Task details ▸ Exactly as given, reproduce the records in full.

Dataset records:
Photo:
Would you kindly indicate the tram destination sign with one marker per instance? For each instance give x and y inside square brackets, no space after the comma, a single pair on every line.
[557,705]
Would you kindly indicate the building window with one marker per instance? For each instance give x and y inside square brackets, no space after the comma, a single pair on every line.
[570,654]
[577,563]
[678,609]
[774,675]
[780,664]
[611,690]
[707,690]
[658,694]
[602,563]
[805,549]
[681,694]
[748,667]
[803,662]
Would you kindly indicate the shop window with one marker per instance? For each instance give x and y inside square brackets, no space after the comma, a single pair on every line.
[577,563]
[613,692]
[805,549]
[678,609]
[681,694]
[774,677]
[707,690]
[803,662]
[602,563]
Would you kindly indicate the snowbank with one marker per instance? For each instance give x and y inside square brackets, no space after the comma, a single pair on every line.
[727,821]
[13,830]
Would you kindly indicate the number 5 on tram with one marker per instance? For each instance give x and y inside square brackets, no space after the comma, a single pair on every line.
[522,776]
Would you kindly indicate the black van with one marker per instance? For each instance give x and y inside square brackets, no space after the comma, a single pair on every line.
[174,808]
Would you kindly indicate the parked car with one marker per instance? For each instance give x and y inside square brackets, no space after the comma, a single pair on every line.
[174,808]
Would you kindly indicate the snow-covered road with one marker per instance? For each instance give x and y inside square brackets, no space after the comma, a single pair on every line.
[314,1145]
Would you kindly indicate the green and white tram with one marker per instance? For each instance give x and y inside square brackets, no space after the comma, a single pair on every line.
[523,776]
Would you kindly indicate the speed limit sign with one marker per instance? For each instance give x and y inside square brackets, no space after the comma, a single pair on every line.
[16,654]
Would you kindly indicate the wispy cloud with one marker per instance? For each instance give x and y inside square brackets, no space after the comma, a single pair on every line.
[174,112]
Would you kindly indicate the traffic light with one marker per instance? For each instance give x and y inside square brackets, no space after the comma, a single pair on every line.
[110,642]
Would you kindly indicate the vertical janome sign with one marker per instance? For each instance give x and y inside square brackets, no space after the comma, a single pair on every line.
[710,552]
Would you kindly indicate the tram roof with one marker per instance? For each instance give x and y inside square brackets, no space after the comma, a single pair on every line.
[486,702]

Task output ▸
Photo:
Would you kindly indicate the tram destination sign with one marker per instance? For each instance give x and y inside square brackets, no space after the comma, a single pair on every line.
[557,705]
Would you kindly indicate the building window with one marker per instance? For each instance give x and y inside square brackets, no space after the comma, a single pair on every line.
[570,654]
[577,563]
[678,609]
[774,675]
[780,664]
[611,690]
[707,690]
[658,694]
[602,563]
[805,549]
[681,694]
[748,667]
[803,662]
Would you kindly indicate the shop window with one marker per instance? For each instance give x and y inside square brackets, no space after the comma, a single pair on every line.
[577,563]
[613,692]
[805,549]
[678,609]
[681,694]
[774,677]
[707,690]
[803,662]
[602,563]
Would you kindly indicate the snowbank with one marker per instance? For each instance give x and y inside square brackets, no space after the comma, a single pair on every line.
[727,821]
[13,830]
Would you kindly indicate the number 5 on tram with one marker per instance? For each instance give x and y inside square brackets, no space after the comma, a single pair on every line.
[522,776]
Would you kindly indicate the black van with one marker per instance? For each instance give x and y inside square brackets, no space after the comma, a single pair on every line.
[174,808]
Would you kindly indicate the parked car with one marker per instance? For each instance give x and y inside square brackets, no space after the comma, a single pair on every line.
[174,808]
Would you kindly indicate the snow-covered road with one marker per instance? For each instance give x and y inside square brackets, no space after the comma, a single pair on every line.
[314,1145]
Would you kindly indicate the green and white tram with one marker per instance? For each instance give x and y inside square brackets, no space after the comma, a single pair on every line.
[523,776]
Would you kindly indicate the speed limit sign with one marker per instance? For each instance give x and y inside square brackets, no space after the comma, a single pair on every line.
[16,654]
Would you kindly indicate the wispy cloud with one marker per instance? For each instance give x and y inside square brackets, no space after the comma, a single pair on every line.
[174,112]
Would you kindly indicate the traffic light with one marker per instance? For each instance give x and y inside square brackets, no space after the comma, a single pair on every line.
[110,642]
Would you kindly indicate the vertical janome sign with one marker per instance? For each instance give x and y inside square brackets, no space after the comma, a single pair on every line.
[710,552]
Would you kindly indicate the tram roof with one marker per instance? For each instance give x and y inside square brackets, no space after the comma, a single pair on every line.
[486,702]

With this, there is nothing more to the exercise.